** Available data follows **
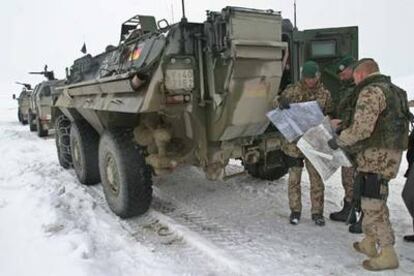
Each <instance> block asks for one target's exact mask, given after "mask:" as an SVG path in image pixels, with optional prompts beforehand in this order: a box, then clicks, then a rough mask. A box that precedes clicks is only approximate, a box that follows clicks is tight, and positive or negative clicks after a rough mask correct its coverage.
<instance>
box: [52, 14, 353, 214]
mask: <svg viewBox="0 0 414 276" xmlns="http://www.w3.org/2000/svg"><path fill="white" fill-rule="evenodd" d="M357 45H358V29H357V27H348V28H334V29H317V30H309V31H298V30H297V29H296V28H294V27H293V25H292V23H291V22H290V21H289V20H283V19H282V17H281V14H280V13H279V12H274V11H272V10H256V9H248V8H238V7H226V8H224V9H223V10H222V11H221V12H213V11H208V12H207V20H206V21H205V22H204V23H188V22H187V20H186V18H185V16H184V17H183V19H182V20H181V22H180V23H177V24H174V25H171V26H170V25H169V24H168V23H167V22H166V21H165V20H161V21H158V23H156V21H155V18H154V17H152V16H141V15H137V16H134V17H132V18H131V19H129V20H128V21H126V22H125V23H124V24H123V25H122V28H121V40H120V43H119V45H118V46H117V47H114V46H110V47H107V49H106V51H105V52H103V53H101V54H99V55H97V56H95V57H92V56H91V55H85V56H83V57H82V58H79V59H77V60H75V62H74V64H73V65H72V66H71V68H70V70H67V85H66V86H64V87H62V88H61V89H62V90H63V93H61V94H60V95H59V96H58V97H57V98H56V101H55V103H54V109H53V113H52V114H53V118H54V122H55V128H56V129H57V131H56V145H57V152H58V157H59V161H60V163H61V165H62V166H63V167H65V168H68V167H70V166H71V164H72V163H73V167H74V169H75V172H76V174H77V176H78V179H79V181H80V182H81V183H83V184H87V185H89V184H95V183H98V182H100V181H102V185H103V188H104V193H105V197H106V199H107V202H108V204H109V206H110V208H111V209H112V211H113V212H115V213H116V214H117V215H118V216H120V217H123V218H126V217H131V216H135V215H139V214H142V213H144V212H145V211H147V210H148V208H149V205H150V202H151V199H152V187H151V185H152V181H151V177H152V175H164V174H168V173H170V172H171V171H172V170H174V169H175V168H177V167H179V166H182V165H194V166H198V167H201V168H202V169H203V170H204V172H205V174H206V176H207V178H209V179H211V180H216V179H221V178H223V177H226V175H225V167H226V165H227V164H228V162H229V159H230V158H238V159H241V160H242V162H243V164H244V166H245V168H246V170H247V171H248V172H249V173H250V174H251V175H253V176H255V177H259V178H264V179H271V180H272V179H278V178H280V177H282V176H283V175H284V174H286V172H287V170H288V168H287V166H286V164H285V156H284V154H283V153H282V151H281V150H280V146H281V141H282V138H281V134H280V133H279V132H278V131H277V129H275V128H274V127H272V126H270V125H269V121H268V119H267V118H266V116H265V114H266V113H267V112H268V111H269V110H271V109H272V100H273V99H274V98H275V97H276V95H277V94H278V92H279V91H281V90H282V89H284V88H285V87H286V86H287V85H288V84H290V83H292V82H294V81H296V80H298V79H299V77H300V76H299V74H300V67H301V65H302V64H303V62H304V61H306V60H308V59H313V60H315V61H317V62H318V63H319V64H320V66H321V68H322V70H323V71H322V72H323V75H322V79H323V80H324V82H325V83H326V85H327V86H328V88H330V89H331V90H332V91H334V89H332V88H335V87H338V86H339V81H338V79H337V77H336V74H335V73H336V72H335V69H334V67H335V66H334V64H335V63H336V62H337V61H338V60H339V59H340V58H341V57H342V56H343V55H345V54H352V55H354V56H357V54H358V52H357V51H358V47H357ZM58 130H59V131H58Z"/></svg>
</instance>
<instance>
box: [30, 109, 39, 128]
mask: <svg viewBox="0 0 414 276" xmlns="http://www.w3.org/2000/svg"><path fill="white" fill-rule="evenodd" d="M35 118H36V115H34V114H33V113H32V112H31V111H29V119H28V121H29V128H30V131H36V130H37V126H36V122H34V120H35Z"/></svg>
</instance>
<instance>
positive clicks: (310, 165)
mask: <svg viewBox="0 0 414 276" xmlns="http://www.w3.org/2000/svg"><path fill="white" fill-rule="evenodd" d="M305 166H306V169H307V171H308V174H309V181H310V188H311V189H310V197H311V205H312V208H311V213H312V214H323V205H324V191H325V186H324V184H323V181H322V179H321V177H320V176H319V173H318V172H317V171H316V169H315V168H314V167H313V165H312V164H311V163H310V162H309V160H307V159H305ZM302 170H303V168H301V167H292V168H290V169H289V181H288V197H289V207H290V210H291V211H292V212H302V191H301V185H300V184H301V178H302Z"/></svg>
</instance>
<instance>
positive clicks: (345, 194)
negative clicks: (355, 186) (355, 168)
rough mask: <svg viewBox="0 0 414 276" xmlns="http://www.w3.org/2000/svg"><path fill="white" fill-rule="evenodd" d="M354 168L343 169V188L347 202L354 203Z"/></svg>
mask: <svg viewBox="0 0 414 276" xmlns="http://www.w3.org/2000/svg"><path fill="white" fill-rule="evenodd" d="M354 173H355V168H354V167H342V170H341V174H342V186H343V187H344V191H345V197H344V198H345V201H346V202H352V198H353V192H354Z"/></svg>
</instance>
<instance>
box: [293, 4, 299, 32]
mask: <svg viewBox="0 0 414 276" xmlns="http://www.w3.org/2000/svg"><path fill="white" fill-rule="evenodd" d="M293 12H294V15H293V18H294V24H295V25H294V30H297V29H298V27H297V25H296V0H294V3H293Z"/></svg>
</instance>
** End of Available data **
Assignment:
Where an entry contains an image, skip the image; repeat everything else exactly.

Answer box:
Each <instance> block asks for one target's exact mask, given after "mask:" as an SVG path in image pixels, with optional prompts beforehand in this order: a box, then clicks, then a rough mask. A box that precedes clicks is only approximate, a box that follows clicks is tight, and positive or negative clicks after a rough mask correct its coverage.
<instance>
box: [52, 14, 353, 214]
mask: <svg viewBox="0 0 414 276" xmlns="http://www.w3.org/2000/svg"><path fill="white" fill-rule="evenodd" d="M357 45H358V29H357V27H348V28H334V29H317V30H309V31H298V30H297V29H296V28H294V27H293V25H292V23H291V22H290V21H289V20H283V19H282V17H281V14H280V13H279V12H274V11H272V10H256V9H248V8H238V7H226V8H224V9H223V10H222V11H221V12H213V11H208V12H207V20H206V21H205V22H204V23H188V22H187V20H186V18H185V16H184V17H183V19H182V20H181V22H180V23H177V24H174V25H171V26H170V25H169V24H168V23H167V22H166V21H165V20H161V21H158V23H156V21H155V18H154V17H152V16H141V15H137V16H134V17H132V18H131V19H129V20H128V21H126V22H125V23H124V24H123V25H122V28H121V40H120V43H119V45H118V46H117V47H114V46H110V47H107V49H106V51H105V52H103V53H101V54H99V55H97V56H95V57H92V56H91V55H85V56H83V57H82V58H79V59H77V60H75V62H74V64H73V65H72V66H71V68H70V70H67V85H66V86H64V87H62V88H61V89H62V90H63V93H61V94H60V95H59V96H58V97H57V98H56V101H55V103H54V109H53V113H52V114H53V118H54V122H55V128H56V129H57V131H56V145H57V152H58V157H59V161H60V163H61V165H62V166H63V167H65V168H68V167H70V166H71V164H72V163H73V167H74V169H75V172H76V174H77V176H78V179H79V181H80V182H81V183H83V184H87V185H89V184H95V183H98V182H100V181H102V185H103V188H104V193H105V197H106V199H107V202H108V204H109V206H110V208H111V209H112V211H113V212H115V213H116V214H117V215H118V216H120V217H123V218H126V217H131V216H135V215H139V214H142V213H144V212H145V211H147V210H148V208H149V205H150V202H151V199H152V187H151V185H152V181H151V177H152V175H164V174H168V173H170V172H171V171H172V170H174V169H175V168H177V167H179V166H182V165H194V166H198V167H201V168H202V169H203V170H204V172H205V174H206V176H207V178H209V179H211V180H216V179H221V178H223V177H226V175H225V167H226V165H227V164H228V162H229V159H230V158H238V159H241V160H242V162H243V164H244V166H245V168H246V170H247V171H248V172H249V173H250V174H251V175H253V176H255V177H259V178H264V179H271V180H272V179H278V178H280V177H282V176H283V175H284V174H286V172H287V170H288V168H287V166H286V164H285V156H284V154H283V153H282V151H281V150H280V146H281V141H282V138H281V134H280V133H279V132H278V131H277V129H275V128H274V127H272V126H270V125H269V121H268V119H267V118H266V116H265V114H266V113H267V112H268V111H269V110H271V109H272V100H273V99H274V98H275V97H276V95H277V94H278V92H279V91H281V90H282V89H284V88H285V87H286V86H287V85H288V84H290V83H292V82H294V81H296V80H298V79H299V77H300V76H299V74H300V67H301V65H302V64H303V62H304V61H306V60H308V59H313V60H315V61H317V62H318V63H319V64H320V66H321V68H322V70H323V71H322V72H323V75H322V79H323V80H324V82H325V83H326V85H327V86H328V88H330V89H331V90H332V91H334V89H332V88H335V87H338V86H339V81H338V79H337V77H336V74H335V73H336V72H335V69H334V67H335V66H334V64H335V63H336V62H337V61H338V60H339V59H340V58H341V57H342V56H343V55H345V54H352V55H354V56H357V54H358V52H357V51H358V47H357ZM58 130H59V131H58Z"/></svg>
</instance>
<instance>
box: [30, 109, 39, 128]
mask: <svg viewBox="0 0 414 276" xmlns="http://www.w3.org/2000/svg"><path fill="white" fill-rule="evenodd" d="M35 118H36V115H34V114H33V113H32V112H31V111H29V119H28V121H29V128H30V131H36V130H37V126H36V122H34V120H35Z"/></svg>
</instance>
<instance>
positive clicks: (310, 165)
mask: <svg viewBox="0 0 414 276" xmlns="http://www.w3.org/2000/svg"><path fill="white" fill-rule="evenodd" d="M305 166H306V169H307V171H308V174H309V181H310V188H311V189H310V197H311V205H312V208H311V213H312V214H323V205H324V191H325V186H324V184H323V181H322V179H321V177H320V176H319V173H318V172H317V171H316V169H315V168H314V167H313V165H312V164H311V163H310V162H309V160H307V159H305ZM302 170H303V168H301V167H292V168H290V169H289V181H288V197H289V207H290V210H291V211H292V212H302V191H301V185H300V184H301V178H302Z"/></svg>
</instance>
<instance>
positive clicks: (345, 194)
negative clicks: (355, 186) (355, 168)
rough mask: <svg viewBox="0 0 414 276" xmlns="http://www.w3.org/2000/svg"><path fill="white" fill-rule="evenodd" d="M354 168L343 169V188L347 202L354 203Z"/></svg>
mask: <svg viewBox="0 0 414 276" xmlns="http://www.w3.org/2000/svg"><path fill="white" fill-rule="evenodd" d="M354 173H355V168H354V167H342V170H341V174H342V186H343V187H344V191H345V197H344V198H345V201H346V202H352V198H353V192H354Z"/></svg>
</instance>
<instance>
box: [293, 4, 299, 32]
mask: <svg viewBox="0 0 414 276" xmlns="http://www.w3.org/2000/svg"><path fill="white" fill-rule="evenodd" d="M293 12H294V15H293V18H294V24H295V25H294V30H297V29H298V27H297V25H296V0H294V3H293Z"/></svg>
</instance>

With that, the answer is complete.